**** RECORDS

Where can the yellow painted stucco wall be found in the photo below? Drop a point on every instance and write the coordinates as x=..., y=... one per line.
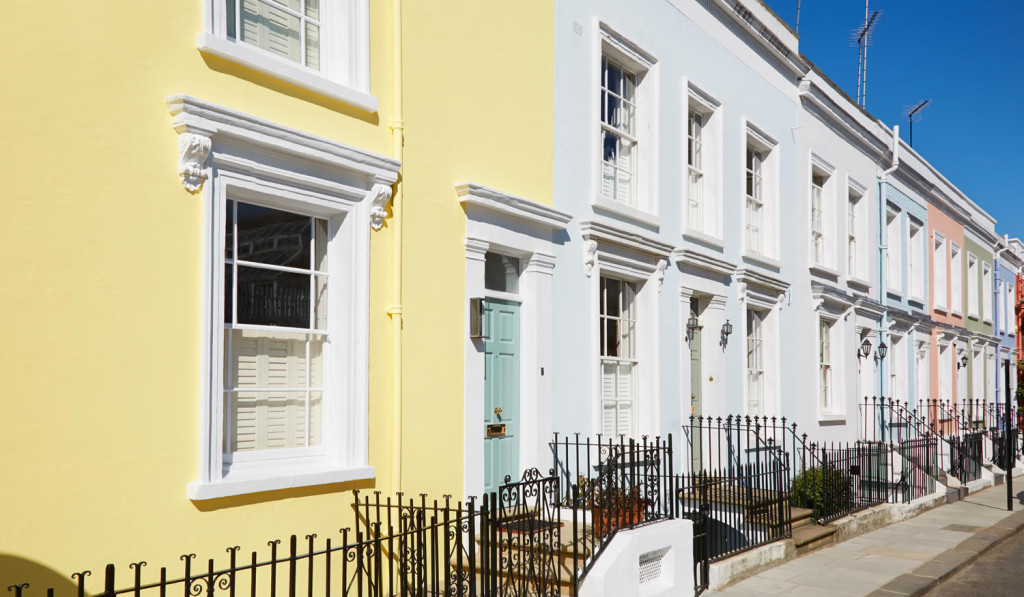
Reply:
x=101, y=289
x=478, y=93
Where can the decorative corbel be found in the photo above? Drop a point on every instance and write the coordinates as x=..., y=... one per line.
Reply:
x=193, y=152
x=379, y=196
x=589, y=257
x=659, y=272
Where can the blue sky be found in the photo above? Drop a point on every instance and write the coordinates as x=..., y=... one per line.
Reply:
x=968, y=57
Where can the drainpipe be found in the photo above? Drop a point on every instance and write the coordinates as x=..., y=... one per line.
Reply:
x=884, y=252
x=394, y=311
x=995, y=317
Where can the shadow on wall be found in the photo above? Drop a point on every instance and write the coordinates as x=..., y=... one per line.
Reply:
x=16, y=571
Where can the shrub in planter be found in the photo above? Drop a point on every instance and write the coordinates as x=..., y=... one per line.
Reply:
x=824, y=489
x=616, y=508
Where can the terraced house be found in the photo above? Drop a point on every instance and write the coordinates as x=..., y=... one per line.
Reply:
x=485, y=261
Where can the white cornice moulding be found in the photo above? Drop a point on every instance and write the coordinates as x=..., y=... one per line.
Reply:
x=260, y=61
x=195, y=116
x=759, y=279
x=699, y=260
x=380, y=195
x=471, y=194
x=603, y=232
x=193, y=152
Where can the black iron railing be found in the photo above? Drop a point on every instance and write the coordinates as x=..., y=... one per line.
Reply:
x=957, y=431
x=609, y=483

********

After reading the entries above, state how many lines hold the word "wall", with no text besides the number.

* TASK OUTPUT: 2